Task instructions: What is the number of lines in the data that include the string "bridge"? Give it by itself.

Recorded data:
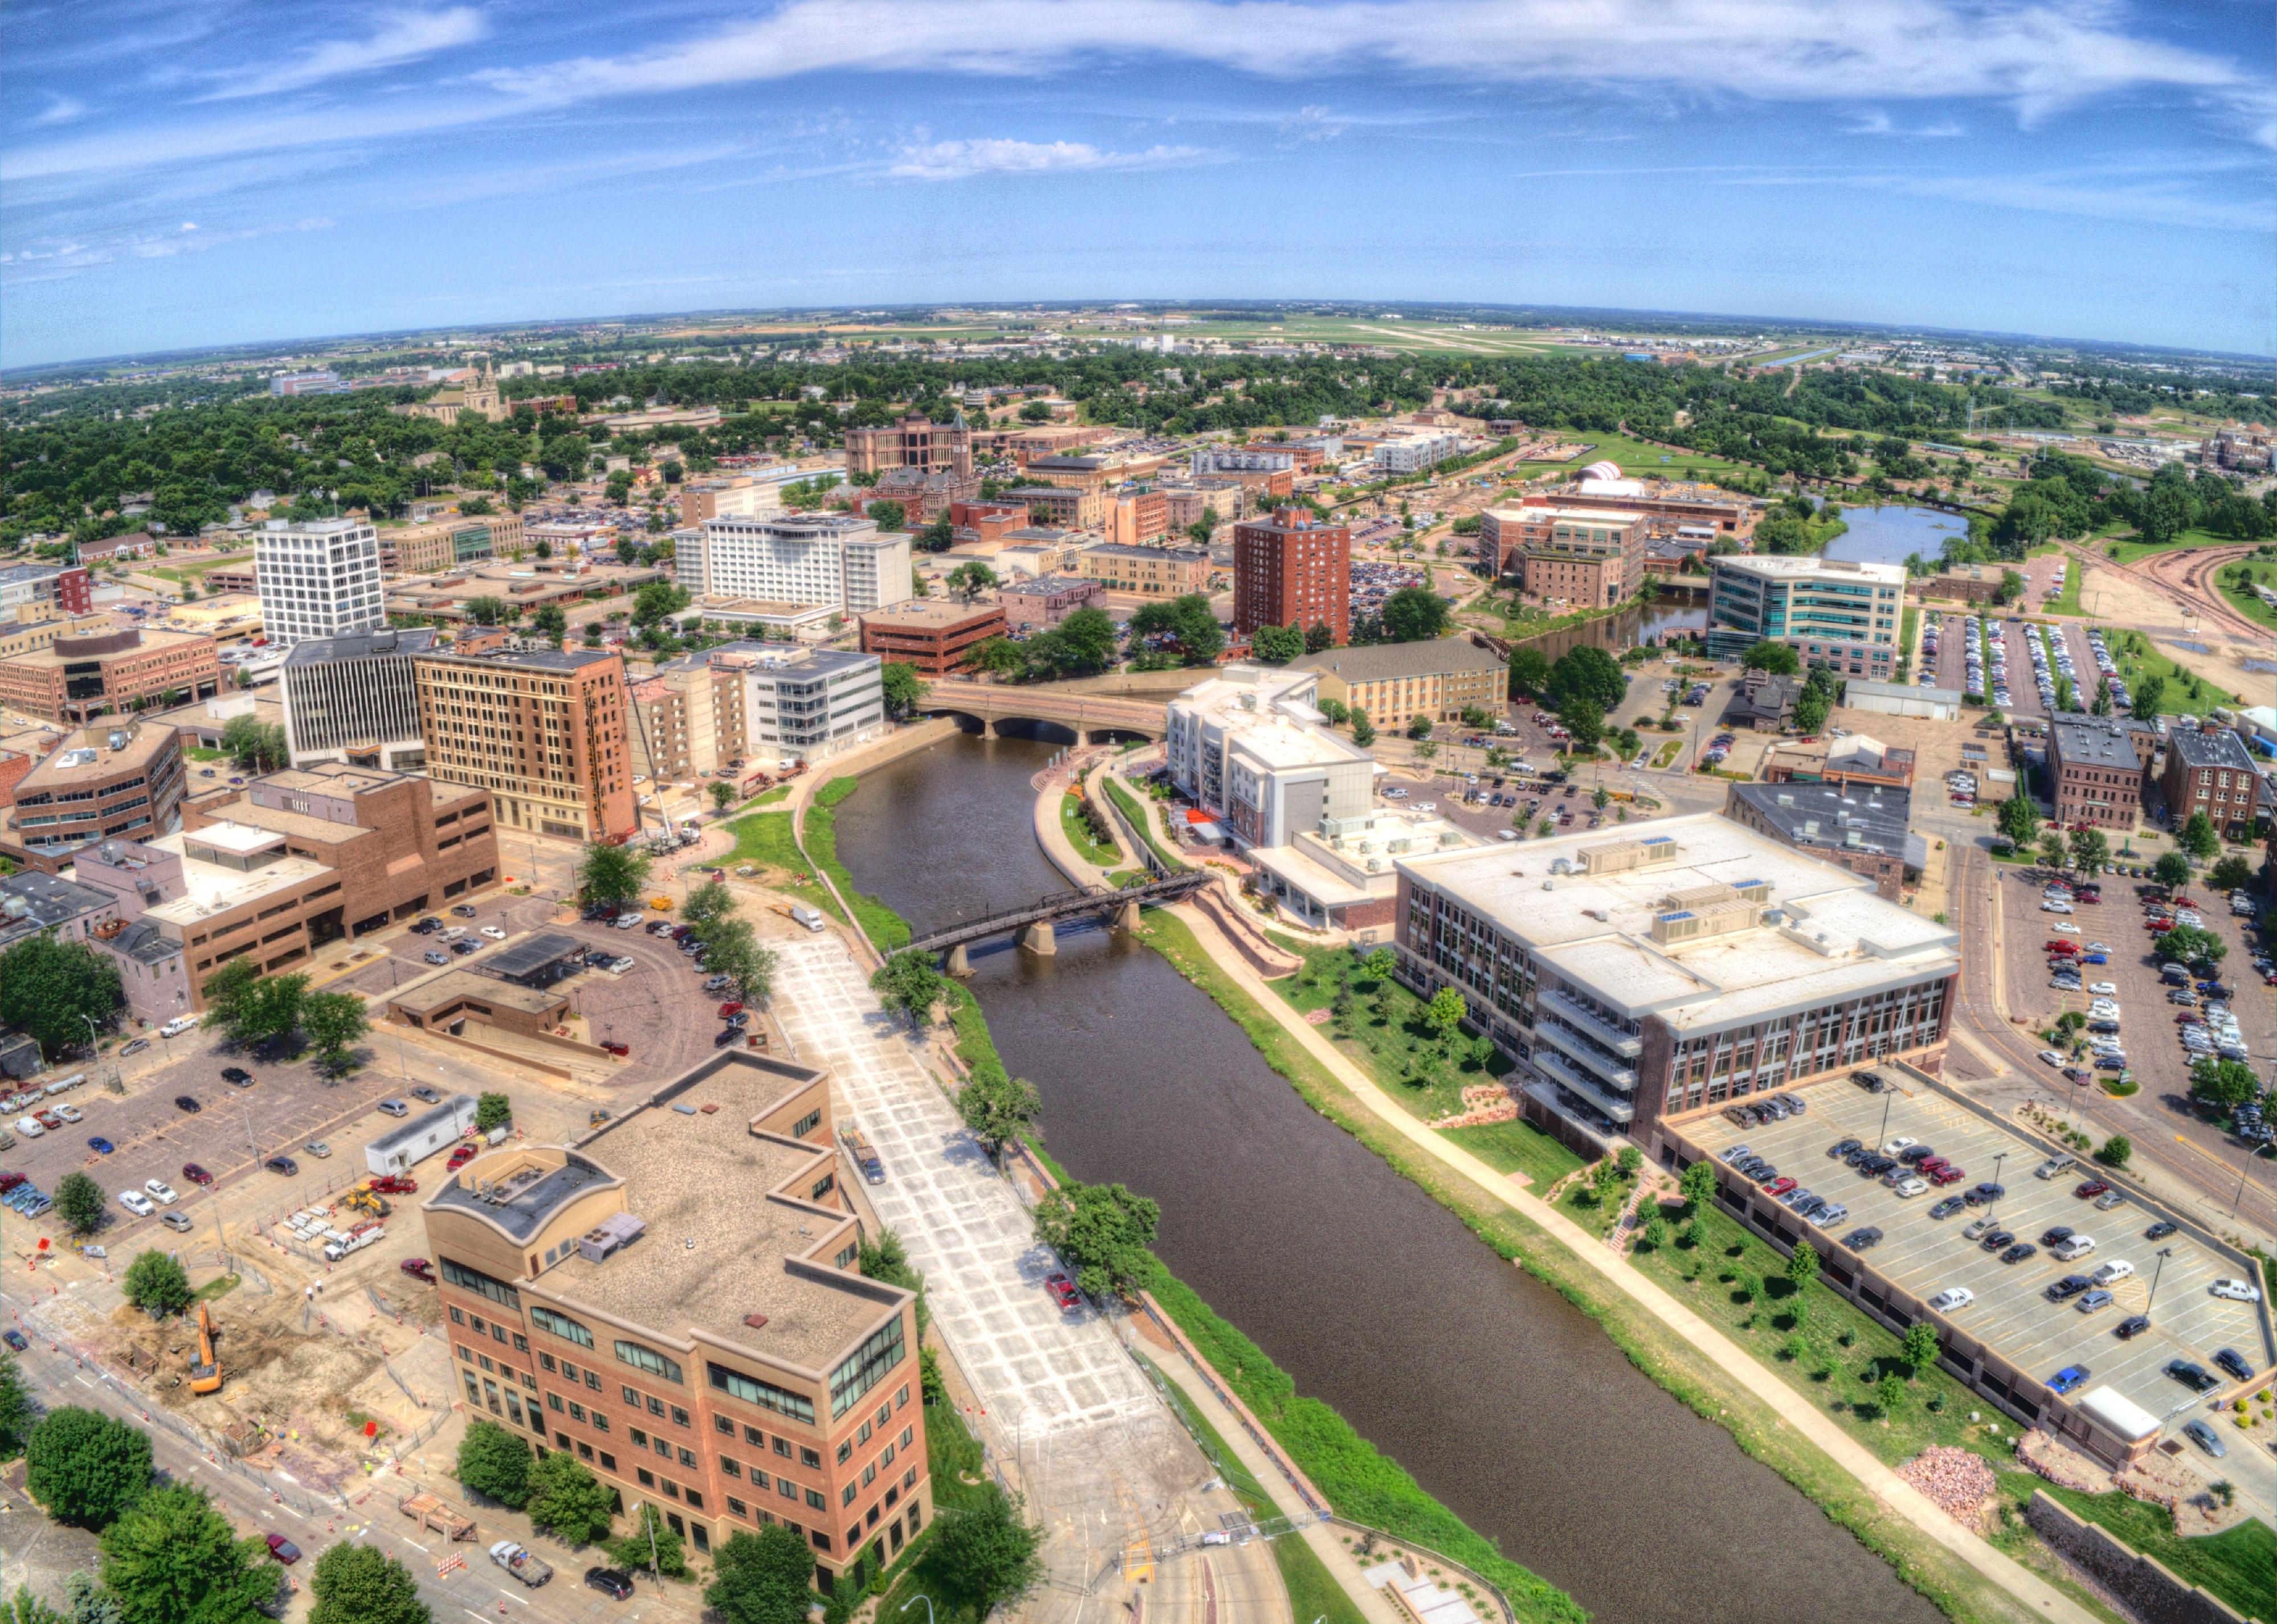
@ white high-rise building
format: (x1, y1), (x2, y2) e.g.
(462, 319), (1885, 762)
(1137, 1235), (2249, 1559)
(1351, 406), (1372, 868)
(253, 518), (385, 649)
(684, 513), (911, 615)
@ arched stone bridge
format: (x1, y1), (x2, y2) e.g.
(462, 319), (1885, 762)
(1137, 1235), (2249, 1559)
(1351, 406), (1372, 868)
(918, 678), (1166, 742)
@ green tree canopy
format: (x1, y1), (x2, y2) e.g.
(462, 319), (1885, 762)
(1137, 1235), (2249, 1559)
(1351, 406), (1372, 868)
(474, 1091), (512, 1132)
(576, 841), (652, 909)
(2151, 851), (2193, 889)
(867, 499), (906, 533)
(1790, 689), (1831, 736)
(870, 950), (946, 1026)
(1558, 695), (1604, 755)
(0, 936), (122, 1060)
(1543, 645), (1627, 711)
(2177, 811), (2221, 861)
(525, 1449), (616, 1544)
(530, 603), (569, 648)
(1129, 594), (1224, 664)
(931, 1484), (1045, 1617)
(1378, 586), (1450, 643)
(2206, 853), (2255, 891)
(944, 561), (999, 602)
(605, 1504), (686, 1578)
(0, 1353), (34, 1459)
(1033, 1181), (1159, 1299)
(2189, 1057), (2259, 1110)
(880, 661), (928, 718)
(1679, 1157), (1718, 1213)
(2095, 1134), (2131, 1168)
(2067, 828), (2110, 875)
(122, 1251), (191, 1318)
(300, 990), (367, 1076)
(464, 595), (509, 626)
(706, 1525), (817, 1624)
(308, 1543), (431, 1624)
(2155, 925), (2224, 965)
(1507, 646), (1551, 699)
(98, 1484), (277, 1624)
(55, 1172), (108, 1236)
(218, 713), (287, 774)
(1249, 622), (1306, 664)
(957, 1064), (1042, 1161)
(26, 1408), (152, 1528)
(1899, 1320), (1941, 1377)
(1739, 640), (1799, 676)
(455, 1418), (532, 1508)
(1996, 792), (2041, 847)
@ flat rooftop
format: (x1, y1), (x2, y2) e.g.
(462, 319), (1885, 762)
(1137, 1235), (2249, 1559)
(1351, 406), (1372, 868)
(390, 969), (565, 1019)
(142, 831), (332, 925)
(861, 600), (1001, 630)
(2051, 715), (2148, 770)
(1717, 555), (1906, 586)
(17, 723), (175, 787)
(1399, 813), (1957, 1030)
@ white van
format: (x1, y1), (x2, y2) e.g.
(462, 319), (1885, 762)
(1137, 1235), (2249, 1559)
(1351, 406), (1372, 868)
(789, 904), (825, 934)
(2090, 1259), (2135, 1286)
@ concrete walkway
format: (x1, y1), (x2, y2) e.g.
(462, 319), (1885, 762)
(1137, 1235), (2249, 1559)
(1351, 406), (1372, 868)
(1160, 902), (2100, 1624)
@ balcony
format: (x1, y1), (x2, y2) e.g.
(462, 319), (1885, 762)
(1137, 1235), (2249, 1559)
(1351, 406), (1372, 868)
(1534, 1049), (1636, 1123)
(1535, 1022), (1638, 1090)
(1537, 989), (1641, 1057)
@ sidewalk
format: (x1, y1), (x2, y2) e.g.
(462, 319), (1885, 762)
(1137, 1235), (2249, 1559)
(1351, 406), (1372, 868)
(1159, 902), (2100, 1624)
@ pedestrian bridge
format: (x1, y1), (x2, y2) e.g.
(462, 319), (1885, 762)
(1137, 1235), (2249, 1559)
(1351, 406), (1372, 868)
(919, 678), (1166, 742)
(907, 872), (1210, 970)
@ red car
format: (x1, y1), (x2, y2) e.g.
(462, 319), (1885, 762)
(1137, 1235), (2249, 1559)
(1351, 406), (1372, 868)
(399, 1258), (436, 1283)
(1044, 1272), (1081, 1310)
(1761, 1176), (1798, 1197)
(716, 1001), (743, 1020)
(370, 1174), (418, 1195)
(599, 1039), (630, 1058)
(2074, 1180), (2110, 1200)
(2045, 940), (2077, 956)
(1929, 1167), (1965, 1185)
(0, 1172), (22, 1193)
(181, 1163), (213, 1187)
(2170, 895), (2196, 908)
(2146, 919), (2174, 932)
(446, 1144), (479, 1172)
(265, 1534), (301, 1565)
(32, 1111), (62, 1131)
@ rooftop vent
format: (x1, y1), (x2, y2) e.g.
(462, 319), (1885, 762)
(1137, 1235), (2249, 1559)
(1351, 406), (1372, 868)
(578, 1212), (647, 1263)
(671, 1102), (697, 1116)
(742, 1313), (770, 1332)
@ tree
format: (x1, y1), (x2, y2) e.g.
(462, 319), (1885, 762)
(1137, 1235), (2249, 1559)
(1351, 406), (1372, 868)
(630, 580), (690, 628)
(2091, 677), (2113, 717)
(1349, 708), (1375, 747)
(464, 595), (509, 627)
(945, 561), (998, 602)
(1407, 713), (1436, 742)
(857, 1227), (929, 1335)
(2189, 1057), (2259, 1110)
(1740, 640), (1799, 677)
(2068, 828), (2110, 876)
(1305, 621), (1336, 654)
(98, 1484), (276, 1624)
(1379, 586), (1449, 643)
(0, 1354), (30, 1460)
(879, 661), (928, 719)
(1019, 400), (1052, 423)
(1032, 1181), (1159, 1299)
(1900, 1320), (1941, 1378)
(218, 713), (287, 774)
(300, 990), (367, 1075)
(708, 779), (738, 813)
(122, 1251), (191, 1318)
(702, 919), (779, 1005)
(606, 1504), (685, 1578)
(9, 1588), (66, 1624)
(529, 604), (569, 648)
(2095, 1134), (2132, 1168)
(932, 1483), (1044, 1616)
(2152, 850), (2193, 889)
(2207, 853), (2255, 891)
(55, 1171), (107, 1236)
(867, 500), (906, 533)
(914, 518), (955, 553)
(1679, 1157), (1718, 1214)
(576, 841), (651, 910)
(1507, 646), (1551, 699)
(1558, 695), (1604, 755)
(1784, 1241), (1820, 1315)
(1996, 791), (2041, 847)
(525, 1449), (616, 1544)
(706, 1525), (817, 1624)
(1424, 985), (1467, 1046)
(1315, 695), (1347, 725)
(308, 1543), (431, 1624)
(2131, 672), (2166, 718)
(25, 1408), (152, 1528)
(474, 1091), (512, 1133)
(0, 937), (123, 1060)
(1250, 622), (1305, 664)
(1130, 594), (1225, 664)
(1593, 784), (1611, 811)
(1790, 688), (1830, 736)
(2035, 831), (2068, 873)
(2177, 811), (2221, 861)
(1545, 645), (1628, 713)
(60, 1573), (118, 1624)
(957, 1065), (1041, 1161)
(870, 950), (945, 1026)
(2155, 925), (2224, 965)
(455, 1418), (531, 1508)
(681, 878), (734, 936)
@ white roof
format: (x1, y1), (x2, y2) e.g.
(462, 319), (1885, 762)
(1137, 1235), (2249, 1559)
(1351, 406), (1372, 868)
(2076, 1385), (2161, 1442)
(186, 821), (289, 856)
(1577, 476), (1648, 497)
(1229, 721), (1370, 772)
(1718, 554), (1906, 586)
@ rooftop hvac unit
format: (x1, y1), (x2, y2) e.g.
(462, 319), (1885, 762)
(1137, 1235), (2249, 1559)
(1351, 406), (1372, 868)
(1, 897), (26, 920)
(578, 1212), (647, 1263)
(107, 730), (128, 751)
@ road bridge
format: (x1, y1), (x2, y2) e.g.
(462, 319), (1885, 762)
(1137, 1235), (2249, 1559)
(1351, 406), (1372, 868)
(907, 872), (1210, 969)
(920, 678), (1166, 741)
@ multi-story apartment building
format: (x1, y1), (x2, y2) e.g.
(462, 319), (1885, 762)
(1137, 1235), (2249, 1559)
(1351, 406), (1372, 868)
(857, 602), (1005, 677)
(1370, 430), (1462, 474)
(1478, 505), (1646, 608)
(280, 628), (436, 772)
(379, 514), (524, 576)
(0, 722), (186, 874)
(2046, 715), (2154, 832)
(1394, 815), (1960, 1157)
(1232, 509), (1350, 641)
(1191, 445), (1298, 478)
(1104, 488), (1170, 547)
(998, 576), (1105, 635)
(999, 485), (1105, 531)
(1287, 637), (1506, 734)
(71, 761), (496, 1004)
(682, 515), (911, 616)
(418, 1053), (929, 1584)
(0, 562), (93, 616)
(1164, 665), (1323, 820)
(254, 518), (386, 648)
(711, 645), (885, 766)
(0, 626), (222, 723)
(843, 411), (974, 480)
(1707, 555), (1904, 681)
(414, 647), (637, 843)
(2159, 724), (2267, 841)
(1069, 543), (1212, 598)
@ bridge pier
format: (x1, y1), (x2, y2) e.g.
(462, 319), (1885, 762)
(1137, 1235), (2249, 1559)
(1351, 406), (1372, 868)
(943, 943), (971, 977)
(1019, 919), (1057, 956)
(1114, 898), (1141, 932)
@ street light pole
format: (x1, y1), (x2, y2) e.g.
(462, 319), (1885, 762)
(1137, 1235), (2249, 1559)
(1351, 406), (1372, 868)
(901, 1596), (935, 1624)
(2144, 1245), (2174, 1313)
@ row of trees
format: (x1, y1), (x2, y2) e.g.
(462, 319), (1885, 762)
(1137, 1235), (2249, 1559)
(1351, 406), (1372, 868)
(201, 960), (369, 1075)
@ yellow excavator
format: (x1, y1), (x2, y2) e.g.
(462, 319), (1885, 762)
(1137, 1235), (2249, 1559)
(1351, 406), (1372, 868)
(340, 1184), (391, 1220)
(188, 1302), (222, 1396)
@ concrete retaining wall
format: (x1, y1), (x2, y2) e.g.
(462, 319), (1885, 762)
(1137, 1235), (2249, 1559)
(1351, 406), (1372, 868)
(2023, 1492), (2247, 1624)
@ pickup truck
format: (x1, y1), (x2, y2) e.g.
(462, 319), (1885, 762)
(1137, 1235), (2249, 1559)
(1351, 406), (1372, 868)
(322, 1221), (385, 1262)
(489, 1541), (553, 1587)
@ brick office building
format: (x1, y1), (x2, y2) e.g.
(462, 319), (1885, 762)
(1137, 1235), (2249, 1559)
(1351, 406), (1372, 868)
(997, 575), (1105, 635)
(2159, 725), (2267, 841)
(415, 647), (637, 844)
(0, 721), (187, 873)
(419, 1053), (929, 1584)
(0, 625), (222, 722)
(1232, 508), (1350, 641)
(1478, 505), (1646, 608)
(1287, 636), (1505, 734)
(1069, 544), (1213, 599)
(1723, 780), (1916, 902)
(2047, 715), (2154, 831)
(857, 601), (1005, 676)
(843, 412), (974, 480)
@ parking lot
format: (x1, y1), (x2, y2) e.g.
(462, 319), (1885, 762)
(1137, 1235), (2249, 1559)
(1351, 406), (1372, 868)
(1926, 607), (2114, 724)
(1994, 867), (2272, 1127)
(1680, 1077), (2273, 1450)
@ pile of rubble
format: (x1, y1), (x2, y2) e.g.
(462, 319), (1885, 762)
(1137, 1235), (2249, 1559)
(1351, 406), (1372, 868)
(1898, 1446), (2000, 1528)
(1429, 1084), (1520, 1130)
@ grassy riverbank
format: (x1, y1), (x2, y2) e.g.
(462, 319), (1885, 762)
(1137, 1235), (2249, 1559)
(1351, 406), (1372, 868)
(807, 776), (910, 950)
(1129, 911), (2105, 1624)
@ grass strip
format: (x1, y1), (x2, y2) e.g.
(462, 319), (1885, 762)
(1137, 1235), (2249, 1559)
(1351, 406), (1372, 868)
(873, 1400), (997, 1624)
(1131, 911), (2097, 1624)
(1061, 792), (1121, 866)
(2042, 1488), (2272, 1623)
(723, 811), (844, 923)
(1103, 776), (1186, 870)
(806, 779), (909, 950)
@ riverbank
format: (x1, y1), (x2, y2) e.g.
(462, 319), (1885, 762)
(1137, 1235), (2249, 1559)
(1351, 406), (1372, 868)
(1128, 906), (2105, 1624)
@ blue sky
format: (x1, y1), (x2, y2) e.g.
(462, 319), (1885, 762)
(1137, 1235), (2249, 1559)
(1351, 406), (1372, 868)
(3, 1), (2271, 369)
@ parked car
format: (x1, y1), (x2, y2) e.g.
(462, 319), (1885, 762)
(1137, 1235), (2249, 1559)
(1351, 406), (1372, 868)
(585, 1568), (635, 1601)
(447, 1144), (480, 1172)
(2114, 1315), (2152, 1339)
(2046, 1365), (2089, 1395)
(2166, 1360), (2220, 1392)
(220, 1067), (252, 1086)
(1927, 1287), (1975, 1312)
(377, 1099), (410, 1118)
(400, 1258), (437, 1283)
(411, 1085), (441, 1104)
(1044, 1271), (1082, 1310)
(2181, 1420), (2227, 1458)
(118, 1190), (154, 1216)
(87, 1136), (115, 1155)
(2209, 1278), (2262, 1302)
(182, 1164), (212, 1186)
(2213, 1348), (2254, 1383)
(174, 1095), (202, 1114)
(264, 1156), (299, 1176)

Answer box: 4